**Lesetext**

═══

Aber auch der Weitsicht unserer Vorfahren ist es zu danken, dass in Radebeul eine so großräumige Mehrzweckhalle existiert, welche im Jahr 1908 ursprünglich als offene Schützenhalle errichtet, später mehrfach umgebaut, u. a. als Sänger-, Konzert- und Messehalle sowie heute vorwiegend als Sporthalle genutzt wird. Mit einer Ausstellungsfläche von 900 qm und zahlreichen PKW-Stellplätzen auf der angrenzenden Festwiese bieten sich optimale Bedingungen für diese kulturelle Großveranstaltung. Zu den Standortvorteilen gehört vor allem aber auch die gute Erreichbarkeit mit S-Bahn, Bus und bald wieder mit der Straßenbahn.

Plakat zum 3. Radebeuler Grafikmarkt, Heinz Drache (1929-1989), Weinberg „Goldener Wagen“, 1981, Lithografie

Der Radebeuler Grafikmarkt ist im doppelten Sinne barrierefrei. Alle Stationen befinden sich auf einer Ebene und der kostenlose Eintritt – Dank städtischem Zuschuss und vieler ehrenamtlicher Helfer – ermöglicht den Zugang für jedermann. Auch das Standgeld für die 107 teilnehmenden Künstler ist erschwinglich. Die Zahl der Bewerbungen übersteigt die Platzkapazität allerdings bei weitem. Dominiert wird der Grafikmarkt in diesem Jahr von 22 Künstlern aus Radebeul und 44 aus Dresden. Gleich 5 Künstler haben sich aus Halle an der Saale angemeldet. Besonders für freischaffende Einzelkünstler, die in kleineren Städten und Gemeinden leben, haben die in Dresden, Meißen und Radebeul stattfindenden Grafikmärkte eine große Bedeutung.
Wer beim Radebeuler Grafikmarkt schon einmal dabei war, der kommt gern immer wieder. Die vielgescholtene „Schlafstadt Radebeul“ zeigt sich hier von ihrer munteren Seite. Sehen und gesehen werden lautet die Devise. Das Publikum ist bunt gemischt, darunter Kunstinteressierte, Neugierige und Sammler. Die einen kommen zielgerichtet, um zu kaufen, die anderen, um erstmal zu „guggn“. Die Fülle der Eindrücke ist überwältigend. Das vielfältige Angebot umfasst neben druckgrafischen Arbeiten auch Aquarelle, Zeichnungen, Scherenschnitte, Collagen und Fotografien. Die Werke stammen von etablierten, akademisch ausgebildeten, aber auch von jungen, noch völlig unbekannten Künstlern sowie von begabten Autodidakten. Künstlerbücher, Kataloge, Plakate, Kalender und Postkarten tragen zur Angebotsvielfalt bei. Wer hier keine Weihnachtsgeschenke findet, ist selber schuld!

═══

**Ziel der Aufgabe**
Beantworte diese Fragen zum Lesetext, jede Antwort in einer eigenen Zeile:
1. In welchem Jahr wurde die Halle ursprünglich errichtet?
2. Wie viele Künstler nehmen am Grafikmarkt teil?
3. Aus welcher Stadt haben sich 5 Künstler angemeldet?
Die Daten sind eigenständiges Material und gehören nicht zum Lesetext.

**Datenzeilen**

═══

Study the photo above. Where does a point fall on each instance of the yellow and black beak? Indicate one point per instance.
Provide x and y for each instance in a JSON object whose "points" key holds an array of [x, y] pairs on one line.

═══

**Ergebnis**
1. 1908
2. 107
3. Halle an der Saale